[TASK DETAILS] Every line below should be copied out exactly.

START DATASET

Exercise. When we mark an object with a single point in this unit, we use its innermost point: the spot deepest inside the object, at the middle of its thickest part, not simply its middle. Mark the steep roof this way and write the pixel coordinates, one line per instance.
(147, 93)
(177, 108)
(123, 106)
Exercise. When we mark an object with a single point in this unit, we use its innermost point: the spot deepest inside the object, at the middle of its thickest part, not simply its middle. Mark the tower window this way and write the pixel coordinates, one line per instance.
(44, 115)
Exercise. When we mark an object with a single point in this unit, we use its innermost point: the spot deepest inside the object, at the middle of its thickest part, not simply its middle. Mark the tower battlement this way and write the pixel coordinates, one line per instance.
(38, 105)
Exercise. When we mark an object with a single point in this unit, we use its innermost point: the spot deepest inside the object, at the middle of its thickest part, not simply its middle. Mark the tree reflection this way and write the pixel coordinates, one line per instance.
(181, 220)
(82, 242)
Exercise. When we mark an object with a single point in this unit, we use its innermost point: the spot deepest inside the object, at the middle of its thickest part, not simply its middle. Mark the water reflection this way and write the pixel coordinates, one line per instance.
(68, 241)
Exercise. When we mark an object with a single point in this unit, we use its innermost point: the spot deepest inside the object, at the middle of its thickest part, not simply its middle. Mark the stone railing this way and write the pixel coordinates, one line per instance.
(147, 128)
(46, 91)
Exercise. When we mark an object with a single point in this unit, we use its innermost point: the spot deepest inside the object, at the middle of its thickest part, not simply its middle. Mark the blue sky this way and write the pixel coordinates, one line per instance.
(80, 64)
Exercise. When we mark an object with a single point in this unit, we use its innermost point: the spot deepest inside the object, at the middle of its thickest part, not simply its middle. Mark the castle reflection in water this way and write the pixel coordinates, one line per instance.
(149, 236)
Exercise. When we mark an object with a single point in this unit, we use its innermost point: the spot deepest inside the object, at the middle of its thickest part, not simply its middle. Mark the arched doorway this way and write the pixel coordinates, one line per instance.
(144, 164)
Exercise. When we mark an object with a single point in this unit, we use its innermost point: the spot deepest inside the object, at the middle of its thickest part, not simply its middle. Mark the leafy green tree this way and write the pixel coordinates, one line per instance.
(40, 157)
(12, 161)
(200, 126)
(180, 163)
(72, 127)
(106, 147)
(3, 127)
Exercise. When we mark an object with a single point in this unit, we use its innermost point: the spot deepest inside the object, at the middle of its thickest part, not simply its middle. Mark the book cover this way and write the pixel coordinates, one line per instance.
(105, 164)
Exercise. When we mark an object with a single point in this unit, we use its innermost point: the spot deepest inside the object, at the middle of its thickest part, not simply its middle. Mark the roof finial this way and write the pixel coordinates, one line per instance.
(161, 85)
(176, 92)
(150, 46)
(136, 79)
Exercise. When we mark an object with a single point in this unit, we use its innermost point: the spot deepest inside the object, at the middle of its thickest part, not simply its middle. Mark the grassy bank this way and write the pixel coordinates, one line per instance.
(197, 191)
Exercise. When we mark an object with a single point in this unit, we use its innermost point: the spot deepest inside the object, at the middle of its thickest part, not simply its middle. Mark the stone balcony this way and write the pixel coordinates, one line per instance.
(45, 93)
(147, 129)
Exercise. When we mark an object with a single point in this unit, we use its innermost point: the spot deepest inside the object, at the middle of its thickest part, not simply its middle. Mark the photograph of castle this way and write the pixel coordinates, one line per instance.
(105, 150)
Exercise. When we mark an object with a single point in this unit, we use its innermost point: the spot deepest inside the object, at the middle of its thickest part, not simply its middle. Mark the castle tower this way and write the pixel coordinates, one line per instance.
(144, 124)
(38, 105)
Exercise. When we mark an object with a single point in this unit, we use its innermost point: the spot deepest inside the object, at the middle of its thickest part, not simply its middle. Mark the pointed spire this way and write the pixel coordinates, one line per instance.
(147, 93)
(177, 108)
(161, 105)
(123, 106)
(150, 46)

END DATASET

[WRITTEN REPLY]
Exercise. When we mark an object with a single point in this unit, we use its innermost point: the spot deepest inside the object, at the middle of its thickest part, not simply its middle. Mark the steep roof this way and write the pixel coordinates, one line per instance.
(147, 93)
(177, 108)
(123, 106)
Exercise. When we mark an object with a single point in this unit, we use its innermost point: the spot deepest inside the object, at the middle of its thickest part, not simply its middle. Mark the tower window this way and write the pixel coordinates, one line per instance.
(44, 115)
Exercise. When we mark an object with a single point in this unit, we use its innermost point: the spot deepest inside the object, at the middle of its thickest part, not simply its middle. Mark the tower battlement this way and write the pixel coordinates, one line per instance.
(38, 105)
Exercise. When we mark an object with a single point in this unit, we use its innermost point: the spot deepest inside the object, at the middle of its thickest part, not simply its middle. Mark the tree reflection this way and write the pixel coordinates, one line per instance.
(181, 220)
(82, 242)
Exercise. When we mark an object with a single point in this unit, we use its innermost point: the spot deepest inside the object, at the middle of its thickest part, not simply its middle. Mark the water reflection this way and write the pixel coordinates, one line per instance.
(68, 241)
Exercise. When we mark an object with a single point in this unit, we use its innermost point: the spot deepest inside the object, at the middle of its thickest part, not simply its middle. Mark the stone railing this way and write the pixel coordinates, one line per instance.
(147, 128)
(46, 91)
Exercise. When we mark an object with a single point in this unit, we use its innermost point: the spot deepest inside the object, at the middle of its thickest part, not simply its middle. Mark the blue sky this way and write the pixel coordinates, one line per instance.
(80, 64)
Exercise. When we mark an object with a single point in this unit, we use its innermost point: the spot deepest inside the object, at the middle of its thickest part, not simply its middle. Mark the castle reflection in water this way and write the pixel coordinates, one line per instance.
(149, 236)
Exercise. When we mark an object with a single point in this unit, we use its innermost point: the spot deepest inside the object, at the middle of its thickest part, not simply its middle. Mark the arched doorway this way and write the pixel coordinates, one line per instance.
(144, 164)
Exercise. When we mark an object with a single point in this unit, we use its innermost point: the spot deepest inside the object, at the middle of its thickest part, not simply its middle. Mark the leafy green tree this way and write the pixel coordinates, one line per instance.
(40, 157)
(12, 161)
(200, 126)
(180, 163)
(72, 127)
(106, 147)
(3, 127)
Exercise. When we mark an object with a single point in this unit, we use its innermost point: the spot deepest inside the object, at the middle of its thickest part, not simply its middle. Mark the book cover this way and write the pixel coordinates, one line per instance.
(105, 164)
Exercise. When we mark an object with a single point in this unit, we use its innermost point: the spot deepest inside the object, at the middle of its thickest part, not simply its middle. Mark the roof finial this way and write the pixel coordinates, one line per instance.
(161, 85)
(176, 92)
(150, 46)
(136, 79)
Exercise. When we mark an object with a single point in this unit, we use its innermost point: the spot deepest inside the object, at the middle of its thickest part, not simply its middle. Mark the grassy bank this way and write the pixel coordinates, one line per instance.
(197, 191)
Exercise. When we mark an object with a single point in this unit, we use its innermost point: the spot deepest inside the object, at the middle of its thickest part, not simply its middle. Mark the stone balcony this way and write the pixel coordinates, one line per instance.
(45, 93)
(147, 129)
Exercise. When we mark an object with a single point in this unit, we use its innermost point: the spot deepest inside the object, at the middle of its thickest part, not simply its middle. Mark the photograph of castle this way and write the pixel coordinates, one line per instance.
(105, 150)
Exercise. When we mark an object with a single point in this unit, we use its innermost point: the spot deepest inside the object, at the middle of its thickest part, not simply its middle. Mark the castle tower this way and write the pixel coordinates, one line per instance.
(144, 124)
(38, 105)
Exercise. When we mark an object with a single point in this unit, we use its innermost point: the spot deepest inside the object, at the middle of its thickest part, not simply its middle. Mark the pointed spire this way and write the pixel coordinates, one line per instance.
(147, 93)
(177, 108)
(161, 105)
(123, 106)
(150, 46)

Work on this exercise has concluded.